■ Description of the task
Repeat only the lines below from the one containing "Would you say there is any white wall" through the one containing "Would you say there is any foliage", inclusive, exactly as written.

(Records drawn from a dataset)

+ + + + +

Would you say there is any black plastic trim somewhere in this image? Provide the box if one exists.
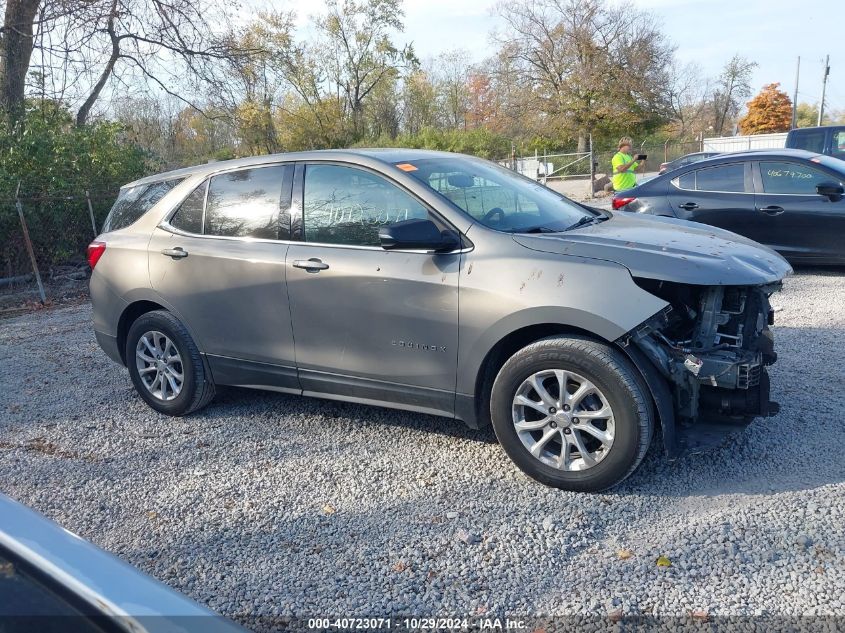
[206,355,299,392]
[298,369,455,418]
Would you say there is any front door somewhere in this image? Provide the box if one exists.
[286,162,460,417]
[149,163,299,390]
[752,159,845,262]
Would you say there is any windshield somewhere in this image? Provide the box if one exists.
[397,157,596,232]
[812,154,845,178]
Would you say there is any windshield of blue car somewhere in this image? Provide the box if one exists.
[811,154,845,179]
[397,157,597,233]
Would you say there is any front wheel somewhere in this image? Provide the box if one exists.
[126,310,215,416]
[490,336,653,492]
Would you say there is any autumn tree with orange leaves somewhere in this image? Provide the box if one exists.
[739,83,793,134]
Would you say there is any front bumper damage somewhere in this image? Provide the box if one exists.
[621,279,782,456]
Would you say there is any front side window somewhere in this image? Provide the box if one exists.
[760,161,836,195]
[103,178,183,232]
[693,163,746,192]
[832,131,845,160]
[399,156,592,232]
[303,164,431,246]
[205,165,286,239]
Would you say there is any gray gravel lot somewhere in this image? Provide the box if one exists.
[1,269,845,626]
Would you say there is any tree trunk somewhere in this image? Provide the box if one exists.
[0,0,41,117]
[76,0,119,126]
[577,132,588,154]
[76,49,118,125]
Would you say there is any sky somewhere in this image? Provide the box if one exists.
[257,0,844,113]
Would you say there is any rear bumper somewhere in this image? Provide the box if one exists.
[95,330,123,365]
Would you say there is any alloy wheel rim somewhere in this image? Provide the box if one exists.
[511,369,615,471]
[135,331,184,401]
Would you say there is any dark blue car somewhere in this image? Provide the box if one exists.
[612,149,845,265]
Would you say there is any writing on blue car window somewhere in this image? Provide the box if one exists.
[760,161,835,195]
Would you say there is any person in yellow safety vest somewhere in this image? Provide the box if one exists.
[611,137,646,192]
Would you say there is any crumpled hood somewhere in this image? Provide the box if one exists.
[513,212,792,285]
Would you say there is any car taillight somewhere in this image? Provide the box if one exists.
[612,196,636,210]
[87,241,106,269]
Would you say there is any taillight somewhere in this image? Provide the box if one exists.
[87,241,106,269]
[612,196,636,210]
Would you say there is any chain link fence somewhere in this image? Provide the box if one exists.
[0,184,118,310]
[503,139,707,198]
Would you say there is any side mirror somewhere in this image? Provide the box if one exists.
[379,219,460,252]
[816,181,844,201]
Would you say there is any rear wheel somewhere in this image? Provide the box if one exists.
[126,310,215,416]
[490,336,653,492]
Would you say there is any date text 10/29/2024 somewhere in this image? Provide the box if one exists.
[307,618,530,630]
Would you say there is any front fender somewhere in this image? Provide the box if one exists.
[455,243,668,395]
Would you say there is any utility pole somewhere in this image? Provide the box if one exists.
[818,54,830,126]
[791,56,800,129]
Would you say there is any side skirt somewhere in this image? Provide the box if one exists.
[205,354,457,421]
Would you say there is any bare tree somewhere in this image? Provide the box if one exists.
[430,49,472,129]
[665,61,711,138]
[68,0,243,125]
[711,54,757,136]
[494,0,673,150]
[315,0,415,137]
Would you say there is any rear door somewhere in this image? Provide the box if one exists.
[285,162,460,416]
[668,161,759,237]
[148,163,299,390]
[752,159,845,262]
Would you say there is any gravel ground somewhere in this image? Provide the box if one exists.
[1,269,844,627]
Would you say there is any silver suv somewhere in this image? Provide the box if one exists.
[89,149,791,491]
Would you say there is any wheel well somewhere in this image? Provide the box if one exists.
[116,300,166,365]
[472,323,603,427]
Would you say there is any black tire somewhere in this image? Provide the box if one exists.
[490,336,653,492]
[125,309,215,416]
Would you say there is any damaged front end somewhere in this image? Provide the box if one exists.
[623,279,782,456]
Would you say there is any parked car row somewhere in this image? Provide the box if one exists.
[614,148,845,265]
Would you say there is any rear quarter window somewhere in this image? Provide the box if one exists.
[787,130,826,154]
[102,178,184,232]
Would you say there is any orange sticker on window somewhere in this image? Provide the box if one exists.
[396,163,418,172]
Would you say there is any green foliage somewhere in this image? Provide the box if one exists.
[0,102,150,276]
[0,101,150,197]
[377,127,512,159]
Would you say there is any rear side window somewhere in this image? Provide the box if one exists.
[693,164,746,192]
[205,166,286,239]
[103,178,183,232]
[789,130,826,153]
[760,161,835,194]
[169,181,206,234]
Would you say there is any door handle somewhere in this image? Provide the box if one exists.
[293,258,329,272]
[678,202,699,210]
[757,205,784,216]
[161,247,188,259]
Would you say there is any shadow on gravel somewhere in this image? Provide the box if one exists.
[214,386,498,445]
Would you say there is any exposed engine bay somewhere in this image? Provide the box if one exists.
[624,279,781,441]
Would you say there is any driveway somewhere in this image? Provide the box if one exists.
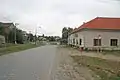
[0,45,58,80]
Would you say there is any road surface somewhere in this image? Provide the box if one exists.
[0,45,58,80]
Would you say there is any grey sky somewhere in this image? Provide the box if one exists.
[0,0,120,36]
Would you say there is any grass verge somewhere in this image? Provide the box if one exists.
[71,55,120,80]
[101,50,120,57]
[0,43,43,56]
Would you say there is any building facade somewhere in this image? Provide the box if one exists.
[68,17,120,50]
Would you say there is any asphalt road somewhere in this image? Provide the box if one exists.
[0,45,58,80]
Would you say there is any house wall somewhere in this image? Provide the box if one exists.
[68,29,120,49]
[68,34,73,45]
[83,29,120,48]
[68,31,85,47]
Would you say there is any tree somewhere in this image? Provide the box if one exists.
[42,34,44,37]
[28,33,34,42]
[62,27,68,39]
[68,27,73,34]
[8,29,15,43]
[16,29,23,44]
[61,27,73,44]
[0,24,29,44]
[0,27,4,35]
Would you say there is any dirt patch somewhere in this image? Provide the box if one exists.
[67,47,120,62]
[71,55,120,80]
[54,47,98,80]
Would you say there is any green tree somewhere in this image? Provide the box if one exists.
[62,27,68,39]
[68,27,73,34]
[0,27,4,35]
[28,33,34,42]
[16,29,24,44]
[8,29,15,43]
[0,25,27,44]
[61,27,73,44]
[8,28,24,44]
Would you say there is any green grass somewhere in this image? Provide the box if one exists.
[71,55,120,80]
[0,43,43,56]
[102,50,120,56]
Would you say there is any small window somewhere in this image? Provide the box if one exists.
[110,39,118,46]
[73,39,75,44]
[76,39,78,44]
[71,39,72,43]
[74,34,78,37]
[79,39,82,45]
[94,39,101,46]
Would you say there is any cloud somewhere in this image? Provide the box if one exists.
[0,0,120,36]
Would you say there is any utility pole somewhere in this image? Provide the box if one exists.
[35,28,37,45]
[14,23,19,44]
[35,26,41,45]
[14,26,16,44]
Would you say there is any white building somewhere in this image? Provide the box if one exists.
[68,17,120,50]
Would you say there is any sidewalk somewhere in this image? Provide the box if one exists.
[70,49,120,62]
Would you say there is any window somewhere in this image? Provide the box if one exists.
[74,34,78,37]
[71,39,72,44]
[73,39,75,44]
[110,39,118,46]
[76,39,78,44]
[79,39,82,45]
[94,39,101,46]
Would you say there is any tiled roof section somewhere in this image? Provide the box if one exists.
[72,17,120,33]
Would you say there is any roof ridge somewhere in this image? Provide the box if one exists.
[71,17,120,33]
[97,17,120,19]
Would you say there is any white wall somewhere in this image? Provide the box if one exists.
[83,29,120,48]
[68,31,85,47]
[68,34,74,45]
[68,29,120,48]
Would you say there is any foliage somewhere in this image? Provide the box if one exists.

+ + + + +

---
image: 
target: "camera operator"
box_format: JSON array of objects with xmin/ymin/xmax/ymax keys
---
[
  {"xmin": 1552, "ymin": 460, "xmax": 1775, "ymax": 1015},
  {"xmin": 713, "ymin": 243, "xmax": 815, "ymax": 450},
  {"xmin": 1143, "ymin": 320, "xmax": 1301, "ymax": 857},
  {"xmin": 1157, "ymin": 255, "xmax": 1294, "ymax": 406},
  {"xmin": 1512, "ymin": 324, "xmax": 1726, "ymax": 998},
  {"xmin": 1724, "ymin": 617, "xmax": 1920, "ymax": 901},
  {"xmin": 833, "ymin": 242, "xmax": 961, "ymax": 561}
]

+ + + + +

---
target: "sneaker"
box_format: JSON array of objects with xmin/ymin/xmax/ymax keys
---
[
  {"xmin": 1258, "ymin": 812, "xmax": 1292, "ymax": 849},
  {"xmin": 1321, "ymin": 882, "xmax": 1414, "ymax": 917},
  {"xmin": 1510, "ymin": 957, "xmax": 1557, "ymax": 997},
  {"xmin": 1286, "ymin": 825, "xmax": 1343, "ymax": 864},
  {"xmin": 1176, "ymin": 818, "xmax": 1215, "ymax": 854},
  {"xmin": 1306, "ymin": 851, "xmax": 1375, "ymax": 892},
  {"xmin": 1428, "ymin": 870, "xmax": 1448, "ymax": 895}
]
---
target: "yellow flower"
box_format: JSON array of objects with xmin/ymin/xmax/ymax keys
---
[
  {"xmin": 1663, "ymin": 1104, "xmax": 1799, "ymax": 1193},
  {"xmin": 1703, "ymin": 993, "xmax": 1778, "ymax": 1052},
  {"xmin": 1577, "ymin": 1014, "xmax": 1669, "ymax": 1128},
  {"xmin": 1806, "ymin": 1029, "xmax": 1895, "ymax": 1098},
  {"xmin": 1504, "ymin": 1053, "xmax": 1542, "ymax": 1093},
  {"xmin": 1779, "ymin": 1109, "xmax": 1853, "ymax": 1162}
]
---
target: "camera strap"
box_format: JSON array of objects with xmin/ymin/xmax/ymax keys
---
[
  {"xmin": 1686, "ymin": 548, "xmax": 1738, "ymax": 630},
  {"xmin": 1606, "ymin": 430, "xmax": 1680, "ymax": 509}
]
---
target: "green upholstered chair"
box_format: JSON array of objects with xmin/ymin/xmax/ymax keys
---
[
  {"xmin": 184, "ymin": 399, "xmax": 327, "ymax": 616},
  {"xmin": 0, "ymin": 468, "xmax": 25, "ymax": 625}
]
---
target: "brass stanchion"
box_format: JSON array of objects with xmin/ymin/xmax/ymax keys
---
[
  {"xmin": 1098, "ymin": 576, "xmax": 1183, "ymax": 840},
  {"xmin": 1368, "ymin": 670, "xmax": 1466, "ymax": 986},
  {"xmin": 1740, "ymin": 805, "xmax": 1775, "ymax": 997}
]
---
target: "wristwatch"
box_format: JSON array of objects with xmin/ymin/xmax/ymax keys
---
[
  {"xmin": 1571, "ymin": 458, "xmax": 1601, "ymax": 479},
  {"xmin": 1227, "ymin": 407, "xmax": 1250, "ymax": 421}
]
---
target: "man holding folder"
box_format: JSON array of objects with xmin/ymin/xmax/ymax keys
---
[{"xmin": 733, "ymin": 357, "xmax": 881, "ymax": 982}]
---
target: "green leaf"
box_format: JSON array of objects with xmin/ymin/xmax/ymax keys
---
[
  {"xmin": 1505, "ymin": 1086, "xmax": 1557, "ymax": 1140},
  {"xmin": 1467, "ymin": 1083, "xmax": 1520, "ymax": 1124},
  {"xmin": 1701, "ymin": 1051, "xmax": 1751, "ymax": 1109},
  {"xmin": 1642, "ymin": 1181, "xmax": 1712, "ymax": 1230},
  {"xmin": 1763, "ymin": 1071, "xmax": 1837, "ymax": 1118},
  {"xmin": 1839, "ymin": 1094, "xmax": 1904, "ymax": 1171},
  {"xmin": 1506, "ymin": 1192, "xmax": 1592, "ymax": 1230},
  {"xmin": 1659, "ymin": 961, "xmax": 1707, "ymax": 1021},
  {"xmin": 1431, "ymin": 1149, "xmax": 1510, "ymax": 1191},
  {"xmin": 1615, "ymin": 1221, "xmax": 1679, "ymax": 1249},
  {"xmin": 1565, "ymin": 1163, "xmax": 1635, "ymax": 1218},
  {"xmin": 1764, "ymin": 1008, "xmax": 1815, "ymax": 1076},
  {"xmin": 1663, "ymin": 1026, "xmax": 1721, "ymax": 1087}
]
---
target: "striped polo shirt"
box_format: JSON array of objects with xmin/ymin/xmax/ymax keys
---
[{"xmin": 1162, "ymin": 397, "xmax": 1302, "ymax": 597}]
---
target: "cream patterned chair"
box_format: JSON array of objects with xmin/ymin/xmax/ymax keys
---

+ + + + +

■ Expected answer
Would you say there is any white wall somewhere in this image? Provide the box if one exists.
[83,29,120,48]
[68,31,85,47]
[68,34,74,45]
[68,29,120,48]
Would you say there is any foliage somewhere in this image? Provide the box if one exists.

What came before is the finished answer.